© Danielle Kurin Some 900 years ago, a Peruvian healer used a hand drill to make dozens of small holes in a patient's skull.
Brain surgery is a procedure so complicated that we use the term as shorthand for something almost unfathomably complex.
However, surgically opening a person's skull isn't a recent phenomenon, as a
new study in the
American Journal of Physical Anthropology has revealed that people living in ancient Peru spent time learning how to conduct such a delicate operation.
In the new study, University of California, Santa Barbara researcher
Danielle Kurin described how native people living in Peru 1,000 years ago surgically removed a section of the cranium, a process called trepanation, for a variety of reasons.
"When you get a knock on the head that causes your brain to swell dangerously, or you have some kind of neurological, spiritual or psychosomatic illness, drilling a hole in the head becomes a reasonable thing to do," said Kurin, a visiting assistant professor at UCSB and specialist in forensic anthropology.
In her study, Kurin notes trepanations first appeared between 200 and 600 A.D. The medical procedure continued until Spanish conquistadors put an end to the practice in the early 16th century.

______

• _PROBLEM REQUIREMENTS_: Continue the text on brain surgery in ancient Peru, starting after its last sentence.

• _DATA_:
______

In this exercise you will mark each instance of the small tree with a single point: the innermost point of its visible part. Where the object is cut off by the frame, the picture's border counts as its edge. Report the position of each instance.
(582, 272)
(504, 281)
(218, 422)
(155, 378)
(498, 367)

______

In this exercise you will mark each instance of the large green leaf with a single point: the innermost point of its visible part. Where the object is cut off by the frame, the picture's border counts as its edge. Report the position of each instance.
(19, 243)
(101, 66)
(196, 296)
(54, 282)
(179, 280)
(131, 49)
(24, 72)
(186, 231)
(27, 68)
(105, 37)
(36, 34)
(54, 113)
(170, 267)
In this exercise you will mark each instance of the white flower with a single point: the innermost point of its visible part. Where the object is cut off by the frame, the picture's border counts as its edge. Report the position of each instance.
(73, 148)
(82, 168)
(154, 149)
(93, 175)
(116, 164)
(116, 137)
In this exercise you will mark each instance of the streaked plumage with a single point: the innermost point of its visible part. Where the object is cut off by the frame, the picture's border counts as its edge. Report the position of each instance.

______

• _WRITTEN ANSWER_:
"For about 400 years, from 600 to 1000 AD, the area where I work - the Andahuaylas - was living as a prosperous province within an enigmatic empire known as the Wari," she said. "For reasons still unknown, the empire suddenly collapsed."
"But it is precisely during times of collapse that we see people's resilience and moxie coming to the fore," Kurin added. "In the same way that new types of bullet wounds from the Civil War resulted in the development of better glass eyes, the same way IED's are propelling research in prosthetics in the military today, so, too, did these people in Peru employ trepanation to cope with new challenges like violence, disease and depravation 1,000 years ago."